[READING TEXT]:
“Are you gay?” he asked me.
It’s always strange when people ask me that. I guess, in their minds, they can’t seem to accept or comprehend the idea of a straight, African, Christian male being okay with the LGBT community, let alone being supportive and vocal about it. Clearly, in their minds, I must be gay too.
“Should it matter if I’m gay?” I replied. “I’m a strong advocate for women’s rights; does that make me a woman? I’m a strong supporter of immigration reform, and I am opposed to scapegoating Mexican immigrants; does that make me Mexican? I am opposed to people’s obsession with vilifying the Muslim faith and using the evil actions of a few to stereotype a whole race and religion; does that make me a Muslim?”
A sincere look at our recent and distant past as a nation and world will make the unbiased observer acknowledge there are many examples of people who took up causes they didn’t have to, causes they could have easily and conveniently ignored, but due their respect for human dignity, civil liberty, and everyone’s right to happiness, they fought for the greater good of others. From white slave abolitionists to nations opening their borders to Syrian refugees, history is filled with many examples of individuals, communities, and nations doing the right thing, even when looking away would have been easier.
As our conversation progressed and meandered its way to the same-sex marriage debate, he called it an abomination. He quoted a few scriptures from Leviticus, but conveniently skipped over the ones that shone a light on his own flaws and frailties: it’s funny how many of us use the bible to camouflage our own biases. He said men marrying men and women marrying women would ruin the sanctity of marriage, as if it wasn’t already ruined by adulterous heterosexual politicians, celebrities, and pastors—it’s safe to say the sanctity marriage was ruined long before the gay community asked for it. And besides, us Christians did not invent the practice of marriage, so who are we to define and dictate its terms and conditions?
I understand that some of us have a hard time accepting the idea of same-sex marriage. In some ways, although I disagree with them, I have to respect their arguments because, sometimes, their opposition is not a product of hate, but merely an expression of religious conviction and belief. There was a time when I thought almost the same way. But it’s that same faith that opened up my eyes to a different way of thinking and taught me tolerance, compassion, fairness, non-judgment, and love. And in a country that believes in the separation of Church and State, one cannot deny the gay community their civil liberties and constitutional right to be treated equally, without fear of prejudice and discrimination.
Feeling frustrated, he then said, “Well, if we allow gay people to marry, what stops people from wanting to marry animals or children next?”
Now, I’m not one to call people stupid, but that argument seemed one any person with an ounce of common sense would have never uttered. Its premise was entirely flawed and lacking in intellectual honesty. When we’re talking about gay marriage we’re discussing two consenting adults and their right to marry. Legally and logically, an animal or a child is not considered consenting adults. An animal doesn’t have choice and therefore could not enter a relationship with a human being of its own free will, nor could a child. Children are minors; therefore, they are not considered adults.

[JOB A]:
In the essay on same-sex marriage, which book of scripture did the other man quote from?
[JOB B]:
Continue the essay on same-sex marriage from the point where it stops.
The records have no connection to the essay on same-sex marriage.

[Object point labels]
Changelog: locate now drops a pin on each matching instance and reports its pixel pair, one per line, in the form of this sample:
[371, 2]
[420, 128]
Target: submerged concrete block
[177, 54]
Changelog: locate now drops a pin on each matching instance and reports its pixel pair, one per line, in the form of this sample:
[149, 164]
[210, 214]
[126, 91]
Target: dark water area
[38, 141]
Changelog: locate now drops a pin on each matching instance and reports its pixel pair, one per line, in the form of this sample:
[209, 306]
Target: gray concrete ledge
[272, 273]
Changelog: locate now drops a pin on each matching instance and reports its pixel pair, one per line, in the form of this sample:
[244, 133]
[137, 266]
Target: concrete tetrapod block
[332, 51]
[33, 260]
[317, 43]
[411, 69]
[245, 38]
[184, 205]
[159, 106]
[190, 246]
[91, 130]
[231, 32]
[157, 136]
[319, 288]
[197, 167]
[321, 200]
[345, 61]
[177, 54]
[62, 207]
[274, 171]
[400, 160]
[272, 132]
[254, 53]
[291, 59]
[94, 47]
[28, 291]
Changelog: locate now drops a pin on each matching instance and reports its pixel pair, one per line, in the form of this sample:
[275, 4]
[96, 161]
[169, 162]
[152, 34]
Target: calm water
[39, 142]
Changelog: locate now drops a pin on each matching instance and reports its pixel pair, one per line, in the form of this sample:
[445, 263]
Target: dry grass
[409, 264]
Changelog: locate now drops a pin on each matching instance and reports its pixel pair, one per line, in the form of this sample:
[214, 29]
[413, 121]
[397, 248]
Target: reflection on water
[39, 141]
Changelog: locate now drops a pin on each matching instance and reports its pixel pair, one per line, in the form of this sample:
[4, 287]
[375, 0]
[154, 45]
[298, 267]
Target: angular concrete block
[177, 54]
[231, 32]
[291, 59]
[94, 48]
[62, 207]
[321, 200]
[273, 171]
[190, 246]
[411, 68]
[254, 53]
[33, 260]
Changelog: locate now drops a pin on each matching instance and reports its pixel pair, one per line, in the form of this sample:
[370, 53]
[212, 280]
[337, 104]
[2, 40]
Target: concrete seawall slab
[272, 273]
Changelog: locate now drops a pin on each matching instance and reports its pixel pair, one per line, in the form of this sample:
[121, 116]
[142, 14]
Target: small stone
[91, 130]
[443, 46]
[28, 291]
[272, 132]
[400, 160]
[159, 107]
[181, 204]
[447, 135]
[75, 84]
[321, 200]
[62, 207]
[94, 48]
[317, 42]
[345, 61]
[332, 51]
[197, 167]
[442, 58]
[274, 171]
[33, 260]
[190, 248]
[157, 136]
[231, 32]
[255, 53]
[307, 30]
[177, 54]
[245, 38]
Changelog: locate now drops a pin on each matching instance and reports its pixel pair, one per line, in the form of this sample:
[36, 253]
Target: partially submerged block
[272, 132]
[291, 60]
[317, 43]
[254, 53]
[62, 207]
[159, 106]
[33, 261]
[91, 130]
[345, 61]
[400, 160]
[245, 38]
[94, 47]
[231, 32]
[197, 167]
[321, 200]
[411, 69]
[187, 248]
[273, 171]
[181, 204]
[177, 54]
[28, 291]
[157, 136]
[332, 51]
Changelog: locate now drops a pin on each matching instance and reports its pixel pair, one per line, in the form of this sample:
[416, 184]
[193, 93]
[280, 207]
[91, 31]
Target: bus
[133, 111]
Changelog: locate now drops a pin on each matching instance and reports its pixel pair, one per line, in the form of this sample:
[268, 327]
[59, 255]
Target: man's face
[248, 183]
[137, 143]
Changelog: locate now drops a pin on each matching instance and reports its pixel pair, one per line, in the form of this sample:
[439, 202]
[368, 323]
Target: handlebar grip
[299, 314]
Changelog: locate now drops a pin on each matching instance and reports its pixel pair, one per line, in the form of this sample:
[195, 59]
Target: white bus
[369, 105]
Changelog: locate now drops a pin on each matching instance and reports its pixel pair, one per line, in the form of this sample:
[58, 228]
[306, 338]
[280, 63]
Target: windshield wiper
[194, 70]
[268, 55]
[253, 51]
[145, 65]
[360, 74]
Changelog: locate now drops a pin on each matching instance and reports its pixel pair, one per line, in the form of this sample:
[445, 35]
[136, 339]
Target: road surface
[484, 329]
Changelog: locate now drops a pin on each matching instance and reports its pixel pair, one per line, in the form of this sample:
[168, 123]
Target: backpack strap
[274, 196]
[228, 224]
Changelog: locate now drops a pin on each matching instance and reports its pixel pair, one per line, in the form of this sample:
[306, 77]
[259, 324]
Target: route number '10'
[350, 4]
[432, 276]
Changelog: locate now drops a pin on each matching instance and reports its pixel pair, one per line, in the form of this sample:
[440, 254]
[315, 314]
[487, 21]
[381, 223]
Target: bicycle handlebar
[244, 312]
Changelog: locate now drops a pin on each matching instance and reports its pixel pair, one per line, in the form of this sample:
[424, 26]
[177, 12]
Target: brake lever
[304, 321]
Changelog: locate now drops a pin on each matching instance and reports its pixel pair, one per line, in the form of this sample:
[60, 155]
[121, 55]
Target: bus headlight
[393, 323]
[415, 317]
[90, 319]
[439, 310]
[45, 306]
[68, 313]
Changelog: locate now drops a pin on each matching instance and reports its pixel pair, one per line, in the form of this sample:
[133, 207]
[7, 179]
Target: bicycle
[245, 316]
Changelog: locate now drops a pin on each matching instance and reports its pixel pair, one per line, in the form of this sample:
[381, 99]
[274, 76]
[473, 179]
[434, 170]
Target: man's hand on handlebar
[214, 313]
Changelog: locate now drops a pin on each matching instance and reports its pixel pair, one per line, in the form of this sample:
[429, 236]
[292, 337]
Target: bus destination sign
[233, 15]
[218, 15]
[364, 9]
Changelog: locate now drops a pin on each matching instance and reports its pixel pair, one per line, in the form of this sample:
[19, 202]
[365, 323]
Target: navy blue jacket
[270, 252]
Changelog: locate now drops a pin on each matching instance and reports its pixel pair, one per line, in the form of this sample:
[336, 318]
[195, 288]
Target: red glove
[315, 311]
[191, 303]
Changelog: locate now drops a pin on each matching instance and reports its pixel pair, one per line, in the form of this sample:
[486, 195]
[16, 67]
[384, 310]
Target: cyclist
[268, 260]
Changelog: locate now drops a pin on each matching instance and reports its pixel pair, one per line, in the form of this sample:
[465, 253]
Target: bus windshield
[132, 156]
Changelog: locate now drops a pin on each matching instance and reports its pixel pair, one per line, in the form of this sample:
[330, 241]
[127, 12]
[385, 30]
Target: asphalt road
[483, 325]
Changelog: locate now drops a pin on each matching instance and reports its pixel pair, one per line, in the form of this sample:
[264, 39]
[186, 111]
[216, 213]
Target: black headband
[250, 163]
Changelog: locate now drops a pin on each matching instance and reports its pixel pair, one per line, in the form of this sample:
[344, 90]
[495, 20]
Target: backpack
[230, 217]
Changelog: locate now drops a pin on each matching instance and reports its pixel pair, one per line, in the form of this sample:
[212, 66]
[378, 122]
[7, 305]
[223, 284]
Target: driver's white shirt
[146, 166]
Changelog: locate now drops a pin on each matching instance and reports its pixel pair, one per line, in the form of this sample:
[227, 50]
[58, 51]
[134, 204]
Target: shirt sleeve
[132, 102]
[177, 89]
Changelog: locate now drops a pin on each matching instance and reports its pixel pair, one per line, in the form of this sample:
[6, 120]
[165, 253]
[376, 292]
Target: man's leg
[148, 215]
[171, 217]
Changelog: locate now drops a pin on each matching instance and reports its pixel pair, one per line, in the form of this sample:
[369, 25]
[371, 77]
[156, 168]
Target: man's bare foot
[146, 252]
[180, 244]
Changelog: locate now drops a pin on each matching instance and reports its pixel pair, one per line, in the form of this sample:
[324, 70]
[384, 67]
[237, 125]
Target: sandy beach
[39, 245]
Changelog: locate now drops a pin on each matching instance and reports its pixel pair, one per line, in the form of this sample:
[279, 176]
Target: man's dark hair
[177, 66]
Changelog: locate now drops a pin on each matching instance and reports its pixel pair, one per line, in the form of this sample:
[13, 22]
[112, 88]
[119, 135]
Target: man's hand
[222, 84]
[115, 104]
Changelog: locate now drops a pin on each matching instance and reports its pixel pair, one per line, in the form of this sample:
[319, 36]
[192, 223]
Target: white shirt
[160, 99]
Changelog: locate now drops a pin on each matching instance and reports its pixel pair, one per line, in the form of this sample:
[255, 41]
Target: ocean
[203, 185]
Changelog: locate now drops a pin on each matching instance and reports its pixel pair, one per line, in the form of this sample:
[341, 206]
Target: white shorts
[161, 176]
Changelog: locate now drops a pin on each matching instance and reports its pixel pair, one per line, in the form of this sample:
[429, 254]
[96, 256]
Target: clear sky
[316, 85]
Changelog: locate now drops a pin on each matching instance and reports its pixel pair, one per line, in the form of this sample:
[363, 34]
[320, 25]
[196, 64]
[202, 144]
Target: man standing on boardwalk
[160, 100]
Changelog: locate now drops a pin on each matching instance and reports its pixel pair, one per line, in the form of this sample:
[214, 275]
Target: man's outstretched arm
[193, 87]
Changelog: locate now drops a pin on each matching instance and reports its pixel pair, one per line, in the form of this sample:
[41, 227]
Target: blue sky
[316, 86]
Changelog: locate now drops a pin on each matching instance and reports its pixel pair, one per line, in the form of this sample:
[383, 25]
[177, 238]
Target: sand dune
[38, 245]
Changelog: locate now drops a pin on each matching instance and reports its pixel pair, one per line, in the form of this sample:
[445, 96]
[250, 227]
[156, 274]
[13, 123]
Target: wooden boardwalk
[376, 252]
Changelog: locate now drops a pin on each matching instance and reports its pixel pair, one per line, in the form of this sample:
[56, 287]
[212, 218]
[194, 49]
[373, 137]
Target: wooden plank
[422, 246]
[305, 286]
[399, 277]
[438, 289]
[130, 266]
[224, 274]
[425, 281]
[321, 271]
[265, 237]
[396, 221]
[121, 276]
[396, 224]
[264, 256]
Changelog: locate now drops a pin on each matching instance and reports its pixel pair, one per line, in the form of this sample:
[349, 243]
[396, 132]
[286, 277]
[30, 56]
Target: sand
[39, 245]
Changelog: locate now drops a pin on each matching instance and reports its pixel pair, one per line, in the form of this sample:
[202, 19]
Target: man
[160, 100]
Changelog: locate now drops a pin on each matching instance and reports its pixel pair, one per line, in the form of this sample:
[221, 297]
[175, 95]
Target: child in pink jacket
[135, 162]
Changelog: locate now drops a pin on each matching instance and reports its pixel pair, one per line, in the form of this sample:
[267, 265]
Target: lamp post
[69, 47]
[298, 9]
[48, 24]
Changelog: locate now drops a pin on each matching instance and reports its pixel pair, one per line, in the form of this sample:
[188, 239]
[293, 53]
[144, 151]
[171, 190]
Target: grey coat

[OUTPUT A]:
Leviticus.

[OUTPUT B]:
We continued to spar for a while. We debated Uganda and its draconian anti-LGBT laws and then discussed the plight of the transgender community and the senseless murders committed against them. We discussed hypermasculinity and transphobia in the black community, and my firm belief in how people should be allowed to be whomever they feel they are in terms of gender or sexuality. We debated workplace and housing discrimination against those in the LGBT community and then discussed religion and what separates those churches that accept the LGBT community and those that do not.
As our conversation touched on many themes related to LGBT rights, I couldn’t help but feel as if we, as a society, are a contradiction. We are quick to profess our belief in individual freedoms and civil liberties, yet we deny others those same inalienable rights because we do not like who or what we think they are. Denied the dignity of being fully embraced and accepted for who they are, they cower under the long shadows cast by a hypocritical, discriminatory, and oppressive society. One quick glance at society today, and you soon accept that we have fallen short of the legacy those who came before us left behind. If we don’t stand up for each other, if we don’t fight the fights worth fighting, and if we don’t fight for those worth fighting for, we are a waste of space and good air, because we are not striving and living for the greater good of not only ourselves, but of others.
The injustice woven into the fabric of our nation and world’s history as Christians, Native Americans, Mexicans, African Americans, Women, and other marginalized groups echoes through passing time. Religious persecution, race based discrimination, ethnocentric clashes, xenophobic mindsets, and gender inequality forced destinies to collide as those that came before us struggled to break down the many barriers that held them back. Many sacrificed their lives for something they felt was greater than them, adopting a morally binding understanding and commitment to the fundamental belief we are all created equal. Be it immigration or gay rights, the justice system or women’s rights, we, as a society, have tripped over ourselves again and have set an uneasy precedent, an Animal Farm mentality that implies we are created equal, but some of us are more equal than others.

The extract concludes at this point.